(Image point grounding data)
##############################

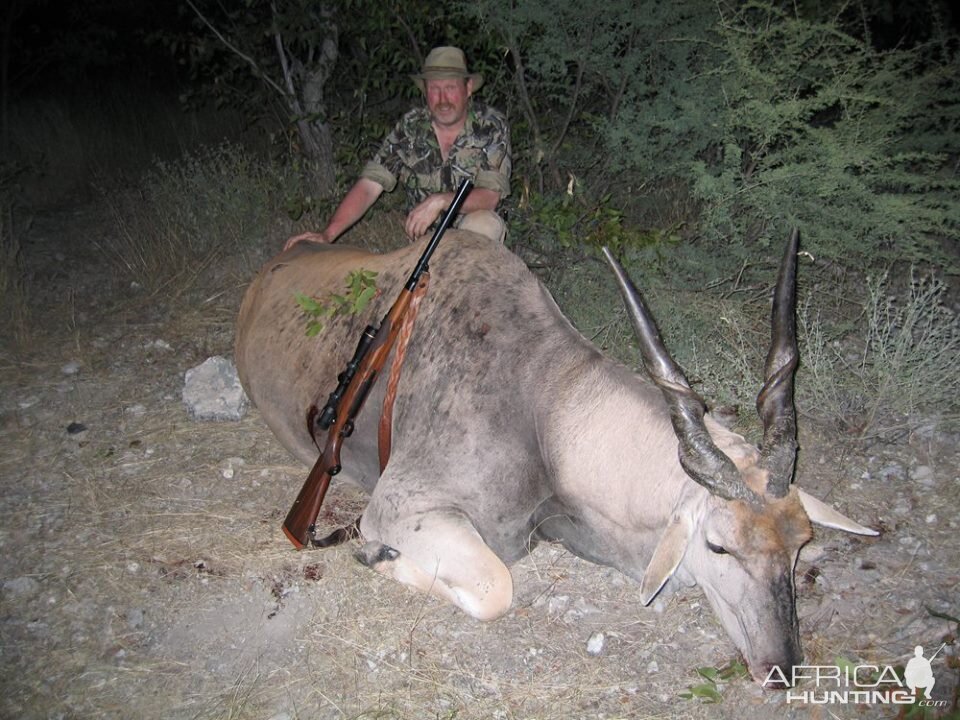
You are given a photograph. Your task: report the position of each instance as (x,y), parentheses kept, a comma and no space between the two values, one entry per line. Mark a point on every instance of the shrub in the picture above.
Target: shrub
(901,368)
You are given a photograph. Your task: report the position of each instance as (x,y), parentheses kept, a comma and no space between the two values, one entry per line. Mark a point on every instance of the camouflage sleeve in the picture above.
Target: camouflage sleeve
(386,165)
(493,173)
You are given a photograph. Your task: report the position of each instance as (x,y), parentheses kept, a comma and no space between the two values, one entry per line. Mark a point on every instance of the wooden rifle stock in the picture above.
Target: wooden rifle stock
(356,381)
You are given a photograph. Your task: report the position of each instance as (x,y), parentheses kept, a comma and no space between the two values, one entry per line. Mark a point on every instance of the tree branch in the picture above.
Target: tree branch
(249,60)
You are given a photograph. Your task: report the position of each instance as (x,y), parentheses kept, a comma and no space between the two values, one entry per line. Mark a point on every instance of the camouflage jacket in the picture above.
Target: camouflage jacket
(411,155)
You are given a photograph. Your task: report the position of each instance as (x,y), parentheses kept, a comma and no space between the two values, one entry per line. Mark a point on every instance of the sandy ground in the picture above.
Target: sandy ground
(144,573)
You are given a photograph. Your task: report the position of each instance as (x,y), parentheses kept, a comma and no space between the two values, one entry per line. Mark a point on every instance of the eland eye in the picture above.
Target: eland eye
(718,549)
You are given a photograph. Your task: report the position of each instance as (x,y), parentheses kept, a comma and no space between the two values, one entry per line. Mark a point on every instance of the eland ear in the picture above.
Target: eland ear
(666,559)
(822,514)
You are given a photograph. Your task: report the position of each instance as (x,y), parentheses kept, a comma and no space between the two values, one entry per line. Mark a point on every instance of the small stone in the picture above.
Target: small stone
(595,644)
(135,410)
(134,618)
(923,474)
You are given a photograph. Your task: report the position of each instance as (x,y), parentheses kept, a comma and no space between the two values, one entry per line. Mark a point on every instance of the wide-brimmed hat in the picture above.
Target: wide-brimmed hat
(446,62)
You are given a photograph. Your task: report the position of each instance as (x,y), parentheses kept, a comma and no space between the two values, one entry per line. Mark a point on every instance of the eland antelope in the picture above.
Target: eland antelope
(511,428)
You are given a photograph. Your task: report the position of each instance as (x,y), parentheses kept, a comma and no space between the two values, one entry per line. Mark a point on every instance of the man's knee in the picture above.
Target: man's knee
(486,223)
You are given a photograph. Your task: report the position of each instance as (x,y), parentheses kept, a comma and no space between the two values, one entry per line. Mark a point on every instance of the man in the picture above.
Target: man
(430,151)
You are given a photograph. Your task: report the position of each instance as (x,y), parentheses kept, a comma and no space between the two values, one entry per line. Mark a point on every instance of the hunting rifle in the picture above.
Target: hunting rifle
(344,404)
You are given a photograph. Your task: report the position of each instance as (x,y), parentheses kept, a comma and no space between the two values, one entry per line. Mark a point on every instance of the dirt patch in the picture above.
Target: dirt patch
(145,574)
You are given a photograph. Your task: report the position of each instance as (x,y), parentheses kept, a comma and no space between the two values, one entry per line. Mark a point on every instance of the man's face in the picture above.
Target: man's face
(447,100)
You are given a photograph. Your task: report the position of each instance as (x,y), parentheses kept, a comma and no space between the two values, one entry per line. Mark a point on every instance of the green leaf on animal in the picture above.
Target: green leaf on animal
(707,692)
(710,674)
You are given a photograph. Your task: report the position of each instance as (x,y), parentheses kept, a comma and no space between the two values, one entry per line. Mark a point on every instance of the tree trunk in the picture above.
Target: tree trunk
(316,143)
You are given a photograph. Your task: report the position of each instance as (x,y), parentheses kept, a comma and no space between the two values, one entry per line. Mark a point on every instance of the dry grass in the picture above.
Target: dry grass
(152,579)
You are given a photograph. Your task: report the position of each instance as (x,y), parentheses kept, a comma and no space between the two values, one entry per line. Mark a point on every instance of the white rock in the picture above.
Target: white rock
(595,643)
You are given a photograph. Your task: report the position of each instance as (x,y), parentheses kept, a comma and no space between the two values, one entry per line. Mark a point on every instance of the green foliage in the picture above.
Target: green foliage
(711,691)
(361,288)
(572,224)
(902,360)
(775,120)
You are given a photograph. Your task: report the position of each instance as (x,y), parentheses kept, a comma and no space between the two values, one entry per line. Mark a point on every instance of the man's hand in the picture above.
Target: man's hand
(321,237)
(425,214)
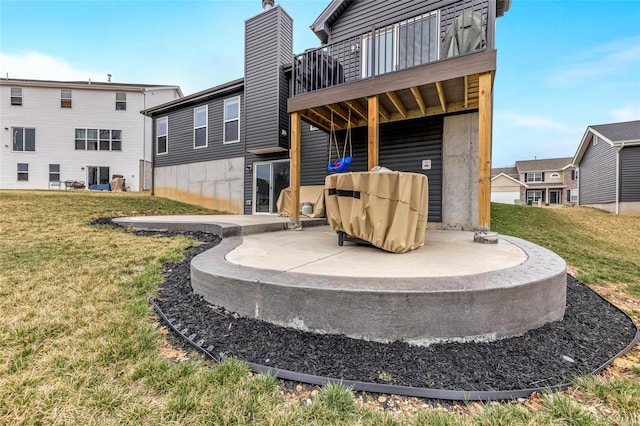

##############################

Leaving the pictures aside, repeat the data above exactly.

→ **Your response**
You are given a photograph. Your task: report the position of each instance as (x,y), parentheses kept, a comma and no space between the two values, one entry per line. Mark a point on every instance of the shrub in the picture above.
Target: shrub
(901,368)
You are given a photograph. Your task: report the position of each instance as (x,y), parentheses kept, a comma and no space between the two values, one entry per line. Mark a point on every instance of the camouflage sleeve in the picture above.
Target: camouflage sleeve
(386,165)
(493,173)
You are given a photograph. Your task: report the position of each instance as (x,y), parentheses kept, a comma and no space between the two values, one entry per line. Mark a point on every instance of the wooden rifle stock in the picture above.
Target: wooden rifle stock
(356,381)
You are given a photograph. Your task: report the position of each instance as (x,y), parentheses kept, a comma and no space between the two values, one entry per line. Mark a point on every instance of the tree branch in the picture above.
Target: tree branch
(249,60)
You are given a photograph. Your task: report the position of each instance as (x,y), parentheses kept, a comma and no space between the two values, one entry per line. Mark a point on every instance of the camouflage jacket in the picture above.
Target: camouflage jacket
(411,155)
You are given a photograph. Your task: report the position of each instance as (x,y), parentheses kept, a comma and no space between the two values, one entry per line. Mark a point on every instance of the sandy ground in the picture above.
Target: sandy ground
(144,573)
You are given a photograph. Your task: report the position of each instance as (x,y), parentheses kept, a comma and no space between the two values, one entry per line. Mark a point on every instance of the eland eye in the picture above.
Target: eland eye
(718,549)
You are given a photograph. Your task: report the position of each instance as (x,y), parentheses kept, a comma and no space between the two values, one entry per line. Mark a point on every instance of the eland ear in the picture above.
Target: eland ear
(666,559)
(822,514)
You are given a photograph. Your task: report the position of each instance as (x,y), parentheses kept, a comma and no space between the two values, one entry per line. Mark a point on every instance of the small stone in the picture above.
Target: small stone
(595,644)
(135,410)
(134,618)
(923,474)
You are given a photograph. Your task: report the position of each instance as (x,y), parentheses kept, a comma and no space between the two values, one entry per line. Mark a point on every instance of the wide-brimmed hat in the picture above.
Target: wide-brimmed hat
(446,62)
You are given a photograph. Your task: report the position of each instance as (x,y), parentheses kept, a comma and no space between the two values, one entry per line. Mark a point on every instance of the eland antelope in the picture above.
Target: eland antelope
(511,428)
You are given a photograph. Your task: report the position of each instance as (x,y), parentheses kept, a comma and no space between the two values, one entry per line. Mark a point on every instance of the man's knee in the picture above.
Target: man's knee
(486,223)
You are given a photograph. Your task: report the position of each instance as (x,y), parentheses kept, a comma and no space between the two values, one entry per line. Mark a point on every instance of the man in the picture above.
Target: man
(430,151)
You are given a photograph. Your task: report the position of each instance as (x,y), parentheses kept, a comma and no space between the two values, one entry per line. Mark a point on every instance of the hunting rifle in the picture above.
Target: hunting rifle
(344,404)
You are given a photograph. Your task: report the position of each instance as (x,y), parentheses kept, a comma and no space between the two values, one entry per line. Mark a point on every instance of the dirt patch in the picture above.
Target: dirt patch
(145,574)
You are given a photograph. Your task: report the position of each instance as (x,y), parentheses kept, a comma and no space between the two values, one entry per line. Mark a point on every instance of the man's face in the picture above.
Target: man's face
(447,100)
You are given a photograph. Your task: report the position of each instance as (x,y), parentheses kept, a comma and no space between the two values, one entry per line. Mark a point on every instance of the green leaf on animal in the picture above.
Target: green leaf on animal
(707,692)
(710,674)
You are given a photograph. Your task: report the position of each instance as (x,y), parentheses kept, a comma and no space between the two values, one entry per line. Mark a point on every instance of the tree trunk in the picture above.
Target: tree trunk
(316,143)
You are given a photograph. Your task: report the position of each instance as (x,y), parentheses kept, a comma and no space between the two values, one entry per line. Mark a point on every instance of the dry grass in the picture above.
Target: dry grass
(152,579)
You are given a photograph. Your task: report the position of each instance as (x,y), parentheses kept, a comma and no space between the two values, one entry per line. Mark a point on every instance of the white rock in the picture above.
Target: white rock
(595,643)
You are given a photograph. Your task: report the position of each instance as (x,y), parentheses kept, a comma and no space between the two values, one entry per line. Mark a point on every instance of the green foliage in the picture above.
Target: green foliage
(711,691)
(361,288)
(572,224)
(902,360)
(775,120)
You are given a photograph. Your task: report the position of each instance as (x,y), parentheses kept, a comma and no space between the two values, one entry per line. Mark a point on every instance of the man's hand in the picture above.
Target: man's hand
(321,237)
(425,214)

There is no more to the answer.